Supplied passage:

Black journalists should never allow themselves to be used as attack dogs and to denigrate other Black people.
Black journalists must provide a perspective that brings balance and challenges White media organizations to ensure coverage is fair, true and sensitive. These are all things that White media outlets do when they are dealing with White audiences. Watch CNN coverage and you will see how that network tries to move to the right in many instances in response to the rise, power and appeal of Fox News to White viewers. CNN wants to capture and not offend at least some of those viewers by showing respect for their point of view and sore spots.
Lastly, we see once again that the star power of Ms. King meant nothing when it came to the power of her network and its desire for online clicks, eyeballs on the video and CBS capturing an audience. Someone had the power to make the call about what clip, when and where it aired and Black sensibilities weren’t considered.
Also, the rape “allegation,” which never went to court, didn’t fail to proceed simply because the alleged victim didn’t want to go forward. According to news reports at the time, the case was falling apart. That part of the story can’t be ignored or washed away: “Kobe accuser’s ‘mixups’ She admits to several lies in claim,” the New York Daily News reported on October 9, 2004.
“KOBE BRYANT’S accuser admitted she lied to Colorado cops about several details when she alleged the basketball star raped her and kept quiet about the fibs for a year, according to new court documents. The 20-year-old woman came clean in a July 31 letter to prosecutors, explaining she embellished her account because she felt the police didn’t believe her. ‘I wanted to come forward and inform you of a few things that have been weighing heavily on my conscience,’ she wrote. ‘I am extremely disappointed in myself and also very sorry to anyone who was mislead [sic] by my mixup of information,’ ” the Daily News article said.
“The accuser had the opportunity to correct her lie a couple of months after she told it, when a prosecution investigator reinterviewed her. But she didn’t. … She didn’t set the record straight until a few weeks before Bryant was set to go to trial when she wrote the letter which was among 625 pages of documents unsealed yesterday. Had the case gone to trial, the discrepancy in her account would have been powerful ammunition for the defense to attack the woman’s credibility on the witness stand. But at her request, prosecutors dropped the criminal charges in the middle of jury selection and she was never cross-examined,” the Daily News said.
Shouldn’t this have been part of the context in which Ms. King asked her question? If the question is to be asked aren’t these facts relevant or are they simply to be dismissed?
Ms. King had a slightly different take when her colleague Charlie Rose was accused of sexual misconduct. In a 2018 article, she argued men deserve due process when accused of sexual misdeeds. And, she stood by accused abuser Rose as her friend. “King told The New York Times Magazine that she does ‘worry’ about backlash to #MeToo, ‘because I think when a woman makes an accusation, the man instantly gets the death penalty. There has to be some sort of due process here. All of these inappropriate behaviors are not all the same,’ ” Salon magazine online reported in June 2018. Isn’t due process about fairness and isn’t it tied, at least in part, to a legal disposal of the case? Didn’t that happen with Kobe? The accusation was thrown out as the case was unraveling.
“I don’t believe in turning your back on a friend, even when a friend has done something you adamantly disagree with and you’re disappointed in. But I also know that you listen to women, and I don’t discount their stories, either,” Ms. King added. So while Ms. Leslie stands by her friend Kobe and is convinced of his innocence, Ms. King stood by Mr. Rose as his friend despite any wrongdoing?
In the end, we must always have our own outlets to tell our own stories, “for too long others have spoken for us and we wish to speak for ourselves.” It doesn’t mean denying or hiding the truth, but it does mean an independent point of view untainted and unrestricted by White concerns.

Brief 1: In the passage, on what date did the New York Daily News report that the accuser admitted to several lies?
Brief 2: Copy out the part of the passage that opens with the words containing "Ms. King had" and closes with "case was unraveling.", substituting "fair treatment" for "due process" throughout.
The lines after this point are separate material with no connection to the passage.

Source material:
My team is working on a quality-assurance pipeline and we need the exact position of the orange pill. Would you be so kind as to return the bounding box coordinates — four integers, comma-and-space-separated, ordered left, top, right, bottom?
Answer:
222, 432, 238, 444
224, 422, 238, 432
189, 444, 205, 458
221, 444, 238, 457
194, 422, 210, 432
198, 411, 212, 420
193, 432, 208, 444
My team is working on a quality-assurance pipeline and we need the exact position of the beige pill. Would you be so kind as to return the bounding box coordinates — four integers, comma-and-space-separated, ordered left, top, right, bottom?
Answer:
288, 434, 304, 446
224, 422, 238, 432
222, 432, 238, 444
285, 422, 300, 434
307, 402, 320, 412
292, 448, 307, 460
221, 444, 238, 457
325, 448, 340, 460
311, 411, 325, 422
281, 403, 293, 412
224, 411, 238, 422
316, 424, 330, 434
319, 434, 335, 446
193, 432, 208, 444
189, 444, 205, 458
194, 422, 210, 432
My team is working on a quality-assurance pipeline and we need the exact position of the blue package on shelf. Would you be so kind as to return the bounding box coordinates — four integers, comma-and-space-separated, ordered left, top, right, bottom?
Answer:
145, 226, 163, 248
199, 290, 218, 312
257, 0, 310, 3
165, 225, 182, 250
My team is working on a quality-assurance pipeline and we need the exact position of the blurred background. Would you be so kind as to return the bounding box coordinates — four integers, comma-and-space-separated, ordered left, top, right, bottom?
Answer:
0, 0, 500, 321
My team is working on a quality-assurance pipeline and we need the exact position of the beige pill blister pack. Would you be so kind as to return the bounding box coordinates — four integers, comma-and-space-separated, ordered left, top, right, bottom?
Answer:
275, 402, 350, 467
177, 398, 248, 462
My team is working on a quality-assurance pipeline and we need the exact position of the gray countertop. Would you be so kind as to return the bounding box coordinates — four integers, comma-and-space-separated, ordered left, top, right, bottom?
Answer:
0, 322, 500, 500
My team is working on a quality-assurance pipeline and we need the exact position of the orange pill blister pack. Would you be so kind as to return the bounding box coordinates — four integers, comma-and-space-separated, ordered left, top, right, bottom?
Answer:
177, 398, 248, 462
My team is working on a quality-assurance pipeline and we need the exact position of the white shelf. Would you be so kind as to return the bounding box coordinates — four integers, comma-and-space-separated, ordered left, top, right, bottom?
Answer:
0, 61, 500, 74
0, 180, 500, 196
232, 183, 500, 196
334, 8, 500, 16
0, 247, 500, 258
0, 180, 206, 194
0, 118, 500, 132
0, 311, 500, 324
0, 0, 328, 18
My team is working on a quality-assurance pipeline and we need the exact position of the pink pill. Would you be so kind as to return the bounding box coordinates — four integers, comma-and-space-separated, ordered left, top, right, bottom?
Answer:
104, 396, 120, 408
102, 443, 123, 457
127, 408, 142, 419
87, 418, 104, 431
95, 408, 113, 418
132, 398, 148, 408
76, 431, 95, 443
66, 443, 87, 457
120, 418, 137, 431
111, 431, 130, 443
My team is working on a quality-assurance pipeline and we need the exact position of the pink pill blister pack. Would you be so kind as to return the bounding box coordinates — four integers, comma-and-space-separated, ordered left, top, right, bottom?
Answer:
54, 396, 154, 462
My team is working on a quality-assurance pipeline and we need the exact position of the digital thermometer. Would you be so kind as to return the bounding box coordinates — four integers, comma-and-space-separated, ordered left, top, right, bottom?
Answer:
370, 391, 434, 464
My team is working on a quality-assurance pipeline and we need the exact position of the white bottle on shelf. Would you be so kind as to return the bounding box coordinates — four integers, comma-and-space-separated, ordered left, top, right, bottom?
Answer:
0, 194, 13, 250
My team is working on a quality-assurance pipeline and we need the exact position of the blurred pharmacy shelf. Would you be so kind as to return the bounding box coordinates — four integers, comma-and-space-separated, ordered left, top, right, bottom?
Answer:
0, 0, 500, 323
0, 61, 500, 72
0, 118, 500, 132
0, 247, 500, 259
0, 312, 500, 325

Output 1: October 9, 2004.

Output 2:
Ms. King had a slightly different take when her colleague Charlie Rose was accused of sexual misconduct. In a 2018 article, she argued men deserve fair treatment when accused of sexual misdeeds. And, she stood by accused abuser Rose as her friend. “King told The New York Times Magazine that she does ‘worry’ about backlash to #MeToo, ‘because I think when a woman makes an accusation, the man instantly gets the death penalty. There has to be some sort of fair treatment here. All of these inappropriate behaviors are not all the same,’ ” Salon magazine online reported in June 2018. Isn’t fair treatment about fairness and isn’t it tied, at least in part, to a legal disposal of the case? Didn’t that happen with Kobe? The accusation was thrown out as the case was unraveling.